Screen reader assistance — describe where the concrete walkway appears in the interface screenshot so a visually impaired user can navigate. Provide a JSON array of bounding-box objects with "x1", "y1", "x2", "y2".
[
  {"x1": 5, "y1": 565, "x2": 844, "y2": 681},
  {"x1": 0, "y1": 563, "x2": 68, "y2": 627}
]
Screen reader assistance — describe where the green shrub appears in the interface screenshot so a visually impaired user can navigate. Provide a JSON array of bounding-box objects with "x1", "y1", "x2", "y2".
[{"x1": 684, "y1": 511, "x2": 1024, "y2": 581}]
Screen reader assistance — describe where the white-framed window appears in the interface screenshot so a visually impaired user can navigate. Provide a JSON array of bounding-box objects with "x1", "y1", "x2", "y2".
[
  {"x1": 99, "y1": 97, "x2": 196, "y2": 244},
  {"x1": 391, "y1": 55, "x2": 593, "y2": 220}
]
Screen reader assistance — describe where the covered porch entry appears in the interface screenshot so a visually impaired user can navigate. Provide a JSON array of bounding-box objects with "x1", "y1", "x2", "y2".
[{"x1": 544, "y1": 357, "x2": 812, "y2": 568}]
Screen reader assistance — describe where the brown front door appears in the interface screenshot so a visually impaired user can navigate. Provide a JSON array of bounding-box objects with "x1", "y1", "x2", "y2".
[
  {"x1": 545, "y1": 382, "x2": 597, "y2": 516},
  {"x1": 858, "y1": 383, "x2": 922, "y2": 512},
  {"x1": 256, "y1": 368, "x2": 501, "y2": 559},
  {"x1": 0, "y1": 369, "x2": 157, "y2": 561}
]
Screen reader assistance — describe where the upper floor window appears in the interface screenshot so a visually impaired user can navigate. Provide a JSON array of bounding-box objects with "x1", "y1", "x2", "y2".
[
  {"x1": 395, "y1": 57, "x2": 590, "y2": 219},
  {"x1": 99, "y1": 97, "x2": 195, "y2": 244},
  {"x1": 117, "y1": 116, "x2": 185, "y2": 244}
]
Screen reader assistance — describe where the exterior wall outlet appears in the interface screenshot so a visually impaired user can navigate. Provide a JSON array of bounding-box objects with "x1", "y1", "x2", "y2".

EXERCISE AIM —
Extract the data exactly as given.

WRITTEN RESPONSE —
Screen reader assistance — describe where the concrete walkway appears in the interface screenshot so a visually impaired user can navigate. Provide a JSON array of bounding-box objects with "x1", "y1", "x2", "y2".
[
  {"x1": 5, "y1": 565, "x2": 844, "y2": 681},
  {"x1": 0, "y1": 563, "x2": 68, "y2": 627}
]
Screen reader assistance — describe where the green shrub appears in the interface screenshot so a visually impaired user can navigate. Provide a JSON array of bounding-box objects with "x1", "y1", "x2", "y2".
[{"x1": 684, "y1": 511, "x2": 1024, "y2": 581}]
Screen reader assistance — describe where the white-framed window appears in the interface screenshot so a visually impaired user can navigate. Provide a JSON array of bounding-box objects with "x1", "y1", "x2", "y2".
[
  {"x1": 99, "y1": 97, "x2": 196, "y2": 244},
  {"x1": 391, "y1": 55, "x2": 593, "y2": 220}
]
Screen reader assistance — describe where the covered porch entry appears in the interface screenshot so a visually impaired user can navigate. Provide a JSON array of bounding-box objects with "x1", "y1", "x2", "y2".
[{"x1": 544, "y1": 357, "x2": 812, "y2": 568}]
Screen reader assistance — describe where the brown front door appears in the interface screenshot so a visually impaired user can navigate. Provide a JSON array of bounding-box objects with "x1", "y1", "x2", "y2".
[
  {"x1": 545, "y1": 382, "x2": 597, "y2": 516},
  {"x1": 858, "y1": 383, "x2": 922, "y2": 512},
  {"x1": 256, "y1": 368, "x2": 501, "y2": 559},
  {"x1": 0, "y1": 369, "x2": 157, "y2": 561}
]
Screen reader assistance — describe where the upper floor window appears in the interface screenshot so a visually impaired user can navigate. Provide a JSON array of bounding-box objects with "x1", "y1", "x2", "y2".
[
  {"x1": 395, "y1": 57, "x2": 590, "y2": 219},
  {"x1": 99, "y1": 97, "x2": 195, "y2": 244},
  {"x1": 117, "y1": 116, "x2": 185, "y2": 244}
]
Screen reader assistance — describe where the exterior wall outlet appears in the interface screenshot so a visually impaired user can navigate. Provide a JSON array of bounding-box objects with "x1", "y1", "x2", "y2".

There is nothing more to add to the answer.